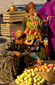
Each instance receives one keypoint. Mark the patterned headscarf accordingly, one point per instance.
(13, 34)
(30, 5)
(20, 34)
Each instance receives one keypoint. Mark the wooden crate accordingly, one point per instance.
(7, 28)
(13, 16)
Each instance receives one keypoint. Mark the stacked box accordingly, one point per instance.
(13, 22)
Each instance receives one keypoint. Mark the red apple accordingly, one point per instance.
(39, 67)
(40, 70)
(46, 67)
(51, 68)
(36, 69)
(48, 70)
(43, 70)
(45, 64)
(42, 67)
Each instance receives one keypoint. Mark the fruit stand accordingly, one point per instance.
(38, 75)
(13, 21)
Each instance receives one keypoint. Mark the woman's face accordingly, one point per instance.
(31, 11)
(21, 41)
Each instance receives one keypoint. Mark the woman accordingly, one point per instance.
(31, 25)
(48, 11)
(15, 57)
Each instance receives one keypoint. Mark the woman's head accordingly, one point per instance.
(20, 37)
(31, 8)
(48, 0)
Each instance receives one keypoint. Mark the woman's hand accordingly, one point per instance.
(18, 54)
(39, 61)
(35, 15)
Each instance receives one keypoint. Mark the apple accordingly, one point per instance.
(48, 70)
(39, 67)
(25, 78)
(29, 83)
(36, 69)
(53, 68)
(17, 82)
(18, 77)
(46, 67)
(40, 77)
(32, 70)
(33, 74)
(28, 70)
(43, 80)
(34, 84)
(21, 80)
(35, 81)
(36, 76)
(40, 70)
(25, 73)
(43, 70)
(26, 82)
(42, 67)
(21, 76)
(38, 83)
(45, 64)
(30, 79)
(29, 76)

—————

_Assignment_
Word for word, restate each line above, minus its pictures.

_The answer_
Each instance receives one keypoint. Mark the patterned headscarf accordingly, one point per instance.
(13, 34)
(30, 5)
(20, 34)
Each instance receives one keypoint. Mark the wooden crate accordingly, one point per instance.
(7, 28)
(13, 16)
Each instance receives one keypoint. Mark the stacked box accordingly, one point per instance.
(13, 22)
Each instance receives one keypoint. Mark the red apple accordingly, one point per instance.
(39, 67)
(40, 70)
(46, 67)
(51, 68)
(36, 69)
(48, 70)
(43, 70)
(45, 64)
(42, 67)
Each instance receives one keypoint. Mark the fruit stand accordingly, one point per instance.
(38, 75)
(13, 21)
Each instance receives one keypoint. Mark the woman's face accordingly, one point per instance.
(31, 11)
(21, 41)
Each instance receives one keypoint. Mark the woman accordingly, one point per instance.
(31, 25)
(48, 11)
(15, 57)
Each instance receives one keypoint. Mark the woman's head accordingly, one point per instance.
(20, 37)
(31, 8)
(48, 0)
Each instance receives one keypoint. Mark the woman's hand accordingly, one point per instance.
(18, 54)
(39, 61)
(35, 15)
Each instance receives one keypoint. Mark the apple accordingly, one point per instance.
(48, 70)
(39, 67)
(25, 78)
(29, 83)
(36, 69)
(53, 68)
(17, 82)
(18, 77)
(46, 67)
(40, 77)
(32, 70)
(33, 74)
(28, 70)
(43, 80)
(34, 84)
(21, 80)
(35, 81)
(36, 76)
(40, 70)
(25, 73)
(43, 70)
(26, 82)
(42, 67)
(21, 76)
(38, 83)
(45, 64)
(30, 79)
(29, 76)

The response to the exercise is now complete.